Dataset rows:
****************************************

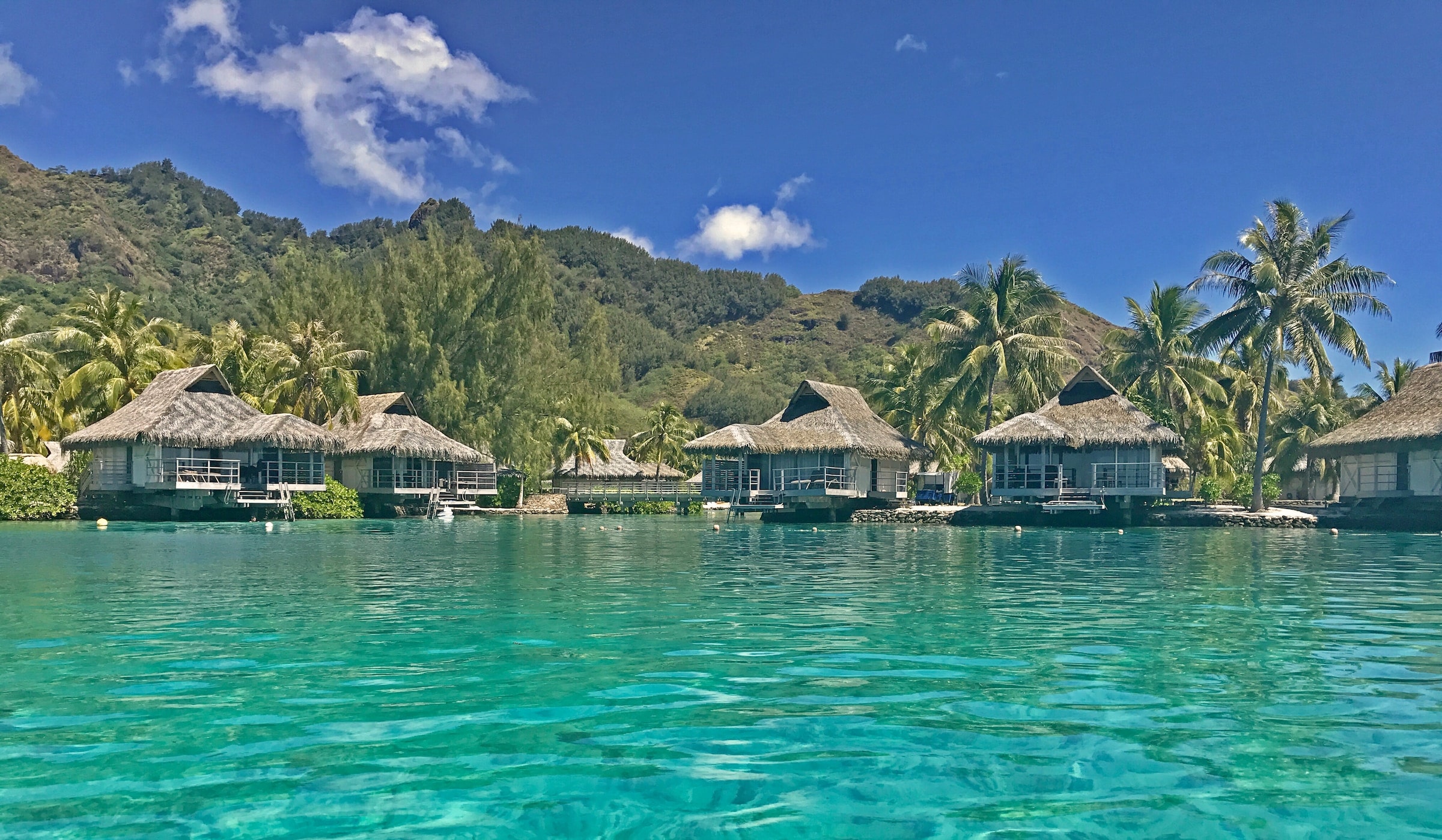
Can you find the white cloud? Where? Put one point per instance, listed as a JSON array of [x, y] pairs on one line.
[[15, 83], [339, 87], [910, 42], [462, 149], [734, 230], [643, 243], [215, 16], [791, 188]]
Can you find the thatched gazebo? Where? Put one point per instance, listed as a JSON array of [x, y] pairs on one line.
[[1396, 448], [188, 442], [619, 467], [390, 451], [1088, 440], [826, 445]]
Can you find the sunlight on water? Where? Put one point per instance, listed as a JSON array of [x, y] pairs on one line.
[[507, 677]]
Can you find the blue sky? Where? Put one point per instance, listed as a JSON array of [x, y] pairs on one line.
[[1114, 145]]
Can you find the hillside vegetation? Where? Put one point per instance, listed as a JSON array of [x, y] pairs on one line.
[[726, 345]]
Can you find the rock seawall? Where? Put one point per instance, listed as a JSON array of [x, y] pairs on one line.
[[928, 516]]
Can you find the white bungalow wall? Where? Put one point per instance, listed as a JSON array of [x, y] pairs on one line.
[[1378, 474]]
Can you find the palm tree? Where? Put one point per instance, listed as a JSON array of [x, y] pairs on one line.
[[1292, 296], [23, 365], [582, 442], [1157, 356], [667, 429], [1212, 440], [113, 351], [1008, 329], [247, 360], [1245, 380], [1388, 382], [907, 397], [1320, 406], [318, 374]]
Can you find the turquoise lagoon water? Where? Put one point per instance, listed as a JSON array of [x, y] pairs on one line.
[[532, 679]]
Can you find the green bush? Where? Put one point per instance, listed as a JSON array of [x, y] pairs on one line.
[[1271, 490], [1210, 490], [34, 493], [968, 485], [335, 503]]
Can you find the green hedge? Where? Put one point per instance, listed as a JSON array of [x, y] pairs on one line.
[[34, 493], [335, 503]]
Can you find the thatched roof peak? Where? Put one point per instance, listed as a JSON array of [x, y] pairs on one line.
[[1088, 412], [619, 468], [195, 407], [820, 418], [388, 424], [1412, 419]]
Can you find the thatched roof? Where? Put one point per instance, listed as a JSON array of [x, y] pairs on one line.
[[388, 425], [821, 418], [1412, 419], [619, 468], [195, 407], [1088, 412]]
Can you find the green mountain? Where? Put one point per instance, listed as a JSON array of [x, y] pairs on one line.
[[729, 345]]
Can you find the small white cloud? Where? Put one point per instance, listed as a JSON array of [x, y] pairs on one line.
[[910, 42], [791, 188], [462, 149], [734, 230], [341, 85], [15, 83], [214, 16], [643, 243], [162, 67]]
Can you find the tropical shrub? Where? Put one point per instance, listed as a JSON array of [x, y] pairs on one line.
[[335, 503], [1210, 490], [968, 485], [34, 493]]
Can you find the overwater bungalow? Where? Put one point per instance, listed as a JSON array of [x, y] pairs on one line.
[[1088, 443], [189, 443], [1395, 451], [826, 452], [621, 478], [394, 460]]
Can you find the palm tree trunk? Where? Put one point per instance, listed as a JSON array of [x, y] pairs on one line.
[[1256, 469], [985, 494]]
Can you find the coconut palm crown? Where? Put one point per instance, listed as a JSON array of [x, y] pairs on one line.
[[1292, 296]]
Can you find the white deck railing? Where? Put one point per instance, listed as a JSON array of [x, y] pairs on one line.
[[1145, 475], [892, 481], [201, 471], [814, 478]]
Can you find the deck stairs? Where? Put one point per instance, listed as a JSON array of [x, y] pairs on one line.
[[758, 501], [279, 498], [443, 504], [1072, 500]]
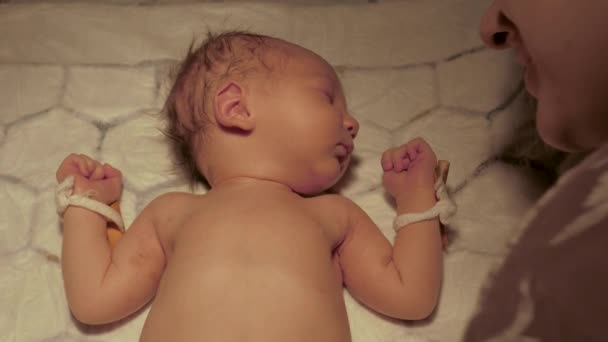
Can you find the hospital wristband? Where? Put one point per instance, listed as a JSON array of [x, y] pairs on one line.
[[64, 198]]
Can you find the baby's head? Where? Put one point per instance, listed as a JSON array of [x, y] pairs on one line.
[[246, 105]]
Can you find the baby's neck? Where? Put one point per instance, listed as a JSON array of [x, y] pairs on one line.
[[249, 183]]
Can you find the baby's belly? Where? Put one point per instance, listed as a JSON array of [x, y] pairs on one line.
[[230, 300]]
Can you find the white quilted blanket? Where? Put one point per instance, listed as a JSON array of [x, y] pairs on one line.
[[86, 77]]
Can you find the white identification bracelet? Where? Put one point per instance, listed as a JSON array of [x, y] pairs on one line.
[[64, 198], [444, 208]]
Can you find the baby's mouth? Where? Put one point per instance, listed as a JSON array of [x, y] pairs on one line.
[[343, 153]]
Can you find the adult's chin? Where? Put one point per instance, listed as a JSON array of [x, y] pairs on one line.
[[554, 127]]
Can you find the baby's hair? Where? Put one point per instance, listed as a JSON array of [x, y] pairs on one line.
[[190, 100]]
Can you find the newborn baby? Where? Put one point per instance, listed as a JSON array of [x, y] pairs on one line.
[[264, 255]]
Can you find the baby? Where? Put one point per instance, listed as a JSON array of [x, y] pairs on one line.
[[263, 256]]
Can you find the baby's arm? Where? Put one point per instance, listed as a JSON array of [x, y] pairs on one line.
[[103, 285], [401, 281]]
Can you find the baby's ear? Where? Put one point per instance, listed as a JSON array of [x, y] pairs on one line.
[[230, 108]]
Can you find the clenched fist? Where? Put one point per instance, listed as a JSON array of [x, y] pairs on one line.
[[409, 168], [100, 182]]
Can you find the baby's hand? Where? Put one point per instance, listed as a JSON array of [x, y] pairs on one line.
[[102, 182], [409, 168]]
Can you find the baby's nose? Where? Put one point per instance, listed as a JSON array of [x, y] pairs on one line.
[[352, 125]]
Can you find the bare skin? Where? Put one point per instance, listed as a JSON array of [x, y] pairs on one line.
[[253, 260]]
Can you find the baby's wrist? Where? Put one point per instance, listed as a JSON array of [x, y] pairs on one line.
[[415, 201]]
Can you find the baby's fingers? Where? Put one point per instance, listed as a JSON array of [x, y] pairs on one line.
[[400, 159], [111, 172], [97, 173], [387, 160]]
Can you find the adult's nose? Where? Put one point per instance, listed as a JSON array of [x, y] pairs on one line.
[[496, 29]]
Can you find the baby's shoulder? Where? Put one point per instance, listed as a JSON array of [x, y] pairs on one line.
[[335, 203], [172, 203]]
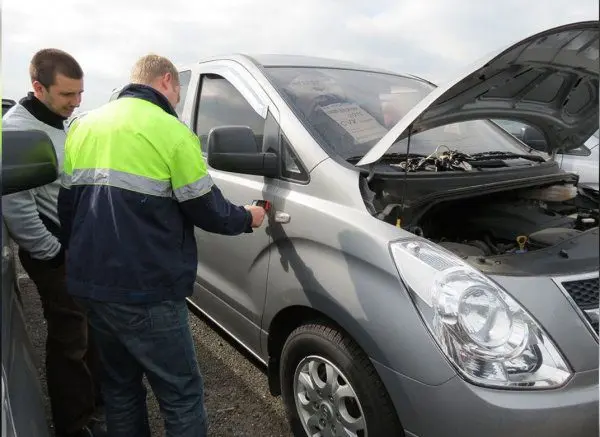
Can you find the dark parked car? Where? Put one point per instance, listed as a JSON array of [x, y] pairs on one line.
[[6, 105]]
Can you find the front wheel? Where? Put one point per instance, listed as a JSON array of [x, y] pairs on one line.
[[331, 389]]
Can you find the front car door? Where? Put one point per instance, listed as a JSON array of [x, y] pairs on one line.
[[232, 271]]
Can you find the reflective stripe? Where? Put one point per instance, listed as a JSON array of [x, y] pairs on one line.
[[195, 189], [119, 179], [65, 180]]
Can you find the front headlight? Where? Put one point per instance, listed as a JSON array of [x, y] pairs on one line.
[[488, 336]]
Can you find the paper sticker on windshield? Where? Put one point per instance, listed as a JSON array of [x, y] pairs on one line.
[[312, 84], [361, 125]]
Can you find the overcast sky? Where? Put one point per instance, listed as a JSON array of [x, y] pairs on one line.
[[432, 38]]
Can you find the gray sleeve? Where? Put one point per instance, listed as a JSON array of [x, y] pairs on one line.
[[21, 217]]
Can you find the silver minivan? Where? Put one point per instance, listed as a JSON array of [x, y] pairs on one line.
[[421, 273]]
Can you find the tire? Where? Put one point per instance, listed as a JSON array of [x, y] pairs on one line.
[[321, 347]]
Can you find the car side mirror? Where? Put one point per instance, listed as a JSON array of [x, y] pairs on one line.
[[28, 160], [234, 149]]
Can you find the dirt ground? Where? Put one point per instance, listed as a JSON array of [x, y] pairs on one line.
[[237, 397]]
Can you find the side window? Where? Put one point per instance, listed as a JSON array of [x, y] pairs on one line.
[[221, 104], [184, 81], [291, 167]]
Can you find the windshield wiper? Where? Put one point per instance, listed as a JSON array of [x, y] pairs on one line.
[[389, 157], [498, 154]]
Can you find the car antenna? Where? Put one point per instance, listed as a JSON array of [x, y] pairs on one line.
[[399, 220]]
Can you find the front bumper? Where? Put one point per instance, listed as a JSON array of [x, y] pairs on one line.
[[459, 409]]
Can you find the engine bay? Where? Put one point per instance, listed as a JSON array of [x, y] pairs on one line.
[[510, 222]]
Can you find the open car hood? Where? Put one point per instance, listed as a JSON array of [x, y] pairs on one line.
[[548, 80]]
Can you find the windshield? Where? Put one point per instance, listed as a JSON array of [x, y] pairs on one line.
[[349, 111]]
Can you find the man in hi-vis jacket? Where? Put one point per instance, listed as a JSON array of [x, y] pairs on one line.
[[135, 185]]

****************************************

EXERCISE: The lines to reproduce run from the one that contains "Can you find the silver" through the last line above; copy them exactly.

SOLUTION BELOW:
Can you find the silver minivan? Where? Put one point per instance, listed as a JSON array of [x, y] pairs on one line.
[[421, 273]]
Can you find the tire? Where? Put one point per instance, listed as a JSON array of [x, y] pairs on one line.
[[321, 347]]
Can you find the car side mirror? Where? Put one point per instance, listed as a JSON array of [x, y] pairs on one line.
[[28, 160], [234, 149]]
Can you find the dirt ground? Where? Put one point per instance, listed as a JSON array of [x, y] pairs on one line.
[[237, 397]]
Can you find the side window? Where? Put one point per instance, listed as a JSON array of [x, y] pairs on one line.
[[221, 104], [184, 81], [291, 167]]
Can you find the windshield wiper? Where? Put one point per instance, listed as a JSON array of [x, y] pairs on one line.
[[389, 157], [498, 154]]
Can you find the car antenna? Where? Put one point per instance, listed as a JSON array of [x, y] pairs on one line.
[[399, 220]]
Can you find the front bumper? Where? Put one point per instance, listed as a JSON array of [x, y] pairs on one line.
[[459, 409]]
Can you find the engine bay? Where? Put one point per instance, listed as a JSON array of [x, y] pairs on one line.
[[510, 222]]
Can you find the open car hood? Where? Put one point per instance, listed as a JSON array of [x, y] pairs on one line.
[[548, 80]]
Can you find the windshield? Where? Put one point per instance, listed as a JSON array of [x, y] pairs on one line.
[[349, 111]]
Can you find the man in hi-vis jacket? Where? Put one point per instance, listed as a JSON array of [x, y] pairs on one line.
[[135, 185]]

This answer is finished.